Extract provided →
• • •
Coronavirus SARS-CoV-2 Proteases

Coronaviruses (CoVs) are enveloped positive-sense RNA viruses. CoVs contain a large genome, usually 25 to 32 kb, and can infect a variety of species, including animals and humans. Infections by CoVs are usually mild unless infected humans are immuno-compromised. However, the newly emerged CoVs are now extremely pathogen. SARS-CoV caused the global outbreak of severe acute respiratory syndrome (SARS) in 2002 to 2003. MERS-CoV caused another outbreak, the Middle East respiratory syndrome (MERS) in 2012. The most recent outbreak caused by SARS-CoV-2 (COVID-19) exploded into a worldwide pandemic. Figure 1 illustrates the genomic organization of the new coronavirus SARS-CoV-2.

Figure 1: Genomic organization of the coronavirus SARS-CoV-2 (COVID-19).

SARS-CoV-2 (COVID-19) binds to angiotensin-converting enzyme 2 (ACE2) via its Spike (S protein), allowing the virus to enter and infect cells. However, for complete entry into a cell, the spike protein needs to be primed by a protease, an enzyme that breaks down proteins and peptides into fragments or smaller pieces. The transmembrane protease serine 2 (TMPRSS2) completes this process. The two independent mechanisms discussed for how TMPRSS2 facilitates viral entry are: (i) proteolytic cleavage of ACE2 thought to promote viral uptake, and (ii) cleavage of coronavirus spike glycoprotein which activates the glycoprotein for cathepsin L-independent host cell entry. TMPRSS2 proteolytically cleaves and activates the spike glycoproteins of several viruses. The glycoproteins of the following viruses are cleaved: the human coronavirus 229E (HCoV-229E), human coronavirus EMC (HCoV-EMC), the fusion glycoproteins F0 of Sendai virus (SeV), human metapneumovirus (HMPV), and human parainfluenza 1, 2, 3, 4a and 4b viruses (HPIV). This mechanism is also essential for spread and pathogenesis of influenza A virus (strains H1N1, H3N2 and H7N9). TMPRSS2 is involved in proteolytic cleavage and activation of hemagglutinin (HA) protein. HA is essential for viral infectivity.
• • •
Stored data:
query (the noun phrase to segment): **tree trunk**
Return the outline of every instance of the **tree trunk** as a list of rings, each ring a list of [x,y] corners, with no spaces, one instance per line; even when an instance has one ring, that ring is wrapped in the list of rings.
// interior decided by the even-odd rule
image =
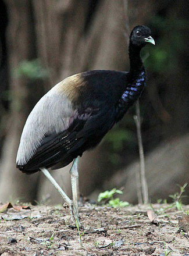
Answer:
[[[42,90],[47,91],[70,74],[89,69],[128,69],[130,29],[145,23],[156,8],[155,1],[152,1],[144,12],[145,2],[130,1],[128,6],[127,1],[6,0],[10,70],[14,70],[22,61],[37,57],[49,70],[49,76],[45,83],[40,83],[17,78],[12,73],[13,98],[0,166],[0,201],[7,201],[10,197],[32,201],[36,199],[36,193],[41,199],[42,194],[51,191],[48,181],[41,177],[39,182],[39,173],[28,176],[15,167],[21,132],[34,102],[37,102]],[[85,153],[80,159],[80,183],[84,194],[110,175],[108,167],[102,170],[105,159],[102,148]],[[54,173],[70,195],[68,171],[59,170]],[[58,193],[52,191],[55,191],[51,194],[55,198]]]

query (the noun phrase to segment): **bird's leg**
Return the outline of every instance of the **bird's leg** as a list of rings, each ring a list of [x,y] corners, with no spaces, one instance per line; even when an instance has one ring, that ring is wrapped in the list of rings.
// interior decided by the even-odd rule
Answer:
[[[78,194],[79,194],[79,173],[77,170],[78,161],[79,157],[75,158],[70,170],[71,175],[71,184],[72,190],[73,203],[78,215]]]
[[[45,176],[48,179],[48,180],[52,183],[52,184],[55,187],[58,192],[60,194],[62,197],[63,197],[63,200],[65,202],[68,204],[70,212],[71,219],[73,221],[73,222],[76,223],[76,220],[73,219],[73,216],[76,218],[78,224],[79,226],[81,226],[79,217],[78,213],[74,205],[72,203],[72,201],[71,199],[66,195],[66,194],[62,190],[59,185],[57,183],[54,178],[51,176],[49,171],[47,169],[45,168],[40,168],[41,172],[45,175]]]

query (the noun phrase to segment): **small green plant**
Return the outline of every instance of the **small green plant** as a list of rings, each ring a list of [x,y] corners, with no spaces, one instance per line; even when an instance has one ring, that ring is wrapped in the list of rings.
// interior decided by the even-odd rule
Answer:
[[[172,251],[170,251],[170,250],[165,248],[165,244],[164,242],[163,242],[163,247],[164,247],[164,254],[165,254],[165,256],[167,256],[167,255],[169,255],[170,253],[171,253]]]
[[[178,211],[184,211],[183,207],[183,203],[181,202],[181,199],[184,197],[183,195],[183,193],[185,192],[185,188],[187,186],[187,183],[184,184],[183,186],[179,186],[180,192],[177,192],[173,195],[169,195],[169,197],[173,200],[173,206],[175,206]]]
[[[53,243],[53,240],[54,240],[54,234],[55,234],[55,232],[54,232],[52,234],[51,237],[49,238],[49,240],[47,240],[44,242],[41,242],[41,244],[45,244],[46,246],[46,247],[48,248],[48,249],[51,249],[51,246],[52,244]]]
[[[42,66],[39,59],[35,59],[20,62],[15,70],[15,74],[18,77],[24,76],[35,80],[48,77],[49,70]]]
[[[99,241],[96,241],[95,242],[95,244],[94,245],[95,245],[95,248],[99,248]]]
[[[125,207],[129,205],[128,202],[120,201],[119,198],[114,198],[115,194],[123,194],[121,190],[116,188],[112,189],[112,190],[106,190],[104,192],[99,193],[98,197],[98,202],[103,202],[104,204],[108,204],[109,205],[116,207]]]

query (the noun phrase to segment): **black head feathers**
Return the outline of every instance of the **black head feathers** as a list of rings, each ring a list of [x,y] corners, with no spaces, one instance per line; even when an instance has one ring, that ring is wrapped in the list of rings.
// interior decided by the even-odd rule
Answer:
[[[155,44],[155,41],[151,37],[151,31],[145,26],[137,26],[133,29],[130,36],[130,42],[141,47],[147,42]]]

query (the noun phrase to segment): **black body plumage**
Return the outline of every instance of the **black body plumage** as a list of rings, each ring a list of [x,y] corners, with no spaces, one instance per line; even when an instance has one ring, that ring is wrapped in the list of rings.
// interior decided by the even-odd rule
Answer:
• • •
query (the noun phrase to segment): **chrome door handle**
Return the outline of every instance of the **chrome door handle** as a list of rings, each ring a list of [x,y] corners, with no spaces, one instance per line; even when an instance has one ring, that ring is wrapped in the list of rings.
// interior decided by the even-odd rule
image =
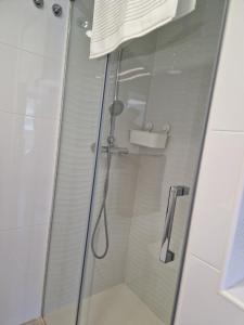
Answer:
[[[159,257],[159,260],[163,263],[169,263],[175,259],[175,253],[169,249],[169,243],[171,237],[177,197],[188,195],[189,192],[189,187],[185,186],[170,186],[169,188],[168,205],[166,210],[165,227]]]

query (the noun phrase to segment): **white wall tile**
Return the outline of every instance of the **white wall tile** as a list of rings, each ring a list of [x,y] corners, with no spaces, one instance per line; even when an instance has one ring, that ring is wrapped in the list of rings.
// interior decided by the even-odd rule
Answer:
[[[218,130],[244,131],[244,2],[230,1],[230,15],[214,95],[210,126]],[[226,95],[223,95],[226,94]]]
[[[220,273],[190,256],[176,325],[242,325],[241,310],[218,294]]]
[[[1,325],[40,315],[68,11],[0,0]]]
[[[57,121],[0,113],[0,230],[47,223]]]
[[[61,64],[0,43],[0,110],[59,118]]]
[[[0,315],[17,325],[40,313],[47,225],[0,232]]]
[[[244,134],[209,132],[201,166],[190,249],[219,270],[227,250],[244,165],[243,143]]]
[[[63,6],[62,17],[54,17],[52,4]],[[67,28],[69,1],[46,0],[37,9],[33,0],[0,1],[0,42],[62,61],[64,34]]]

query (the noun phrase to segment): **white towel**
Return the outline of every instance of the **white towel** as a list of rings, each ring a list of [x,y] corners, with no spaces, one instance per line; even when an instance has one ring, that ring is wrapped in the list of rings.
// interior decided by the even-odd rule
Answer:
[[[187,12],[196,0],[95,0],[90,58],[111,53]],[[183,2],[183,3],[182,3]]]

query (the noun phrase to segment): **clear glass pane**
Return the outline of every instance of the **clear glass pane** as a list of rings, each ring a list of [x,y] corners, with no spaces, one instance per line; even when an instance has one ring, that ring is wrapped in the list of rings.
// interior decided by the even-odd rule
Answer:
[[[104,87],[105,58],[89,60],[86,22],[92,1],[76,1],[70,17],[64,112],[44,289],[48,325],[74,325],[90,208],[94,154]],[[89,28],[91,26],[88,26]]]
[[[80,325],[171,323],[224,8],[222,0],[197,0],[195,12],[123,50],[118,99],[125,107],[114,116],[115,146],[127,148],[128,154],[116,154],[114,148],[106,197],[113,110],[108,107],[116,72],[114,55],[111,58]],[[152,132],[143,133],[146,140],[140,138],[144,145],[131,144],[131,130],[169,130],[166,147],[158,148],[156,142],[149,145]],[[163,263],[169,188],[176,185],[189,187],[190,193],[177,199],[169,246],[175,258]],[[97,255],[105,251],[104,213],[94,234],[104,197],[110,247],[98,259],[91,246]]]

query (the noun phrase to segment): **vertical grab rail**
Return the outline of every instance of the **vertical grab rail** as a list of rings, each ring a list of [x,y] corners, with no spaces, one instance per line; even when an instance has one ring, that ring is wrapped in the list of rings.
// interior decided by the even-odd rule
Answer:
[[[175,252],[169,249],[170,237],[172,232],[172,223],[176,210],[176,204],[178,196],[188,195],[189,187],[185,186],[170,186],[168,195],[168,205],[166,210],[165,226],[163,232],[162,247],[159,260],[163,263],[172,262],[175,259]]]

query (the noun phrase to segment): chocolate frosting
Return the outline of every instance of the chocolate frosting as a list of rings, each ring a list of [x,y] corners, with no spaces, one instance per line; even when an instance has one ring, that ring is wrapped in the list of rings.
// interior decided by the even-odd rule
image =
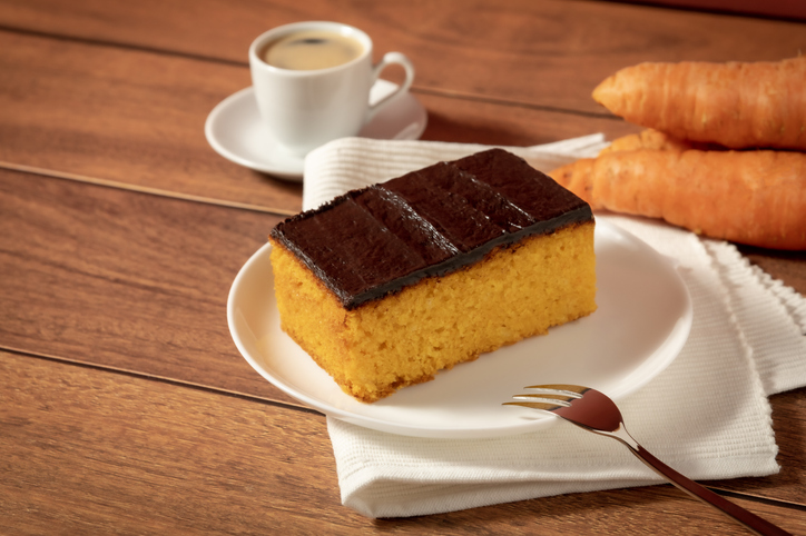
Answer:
• • •
Questions on the material →
A. Render this sentence from the passage on coronavirus proteases in Spanish: "The transmembrane protease serine 2 (TMPRSS2) completes this process."
B. Carry on the passage on coronavirus proteases, picking up after its final sentence.
The records have no connection to the passage on coronavirus proteases.

Responses →
A. La proteasa transmembrana serina 2 (TMPRSS2) completa este proceso.

B.
The binding efficiency of the S protein to ACE2 in SARS-CoV-2 is 10- to 20- fold higher than that of SARS-CoV, as indicated by the Cryo-EM Structure of the SARS-CoV-2 Spike in the prefusion conformation. For SARS-CoV, the cleavage of the trimer S protein is triggered by the cell surface-associated transmembrane protease serine 2 (TMPRSS2) and cathepsin. However, it is still unclear which molecules facilitate membrane cavitation for SARS-CoV-2 endocytosis to occur.

Typical coronaviruses contain at least six open reading frames (ORFs) in their genome. Usually, the first ORFs (ORF1a/b), which are approximately two-thirds of the whole genome length, encode 16 nsps (nsp1-16). ORF1a and ORF1b contain a frameshift in between that produce two polypeptides: pp1a and pp1ab.

Two CoV proteases are instrumental for processing the polyprotein, the papain-like protease (PLpro; nsp3) located between nsp1–4 and the main chymotrypsin-like protease (Mpro; 3CLpro, nsp5) between nsp4–11/16. These proteases are essential for virus replication; hence they were extensively investigated regarding their interplay of structure and function, as well as their suitability as a drug target [Krichel et al. 2020].

All structural and accessory proteins are translated from the single-guide RNAs (sgRNAs). ORFs on one-third of the genome near the 3’-end encodes the four main structural proteins spike (S), membrane (M), envelope (E), and the nucleocapsid (N) protein. Furthermore, different CoVs encode special structural and accessory proteins, such as HE protein, 3a/b protein, and 4a/b protein, responsible for several essential functions in genome maintenance and virus replication.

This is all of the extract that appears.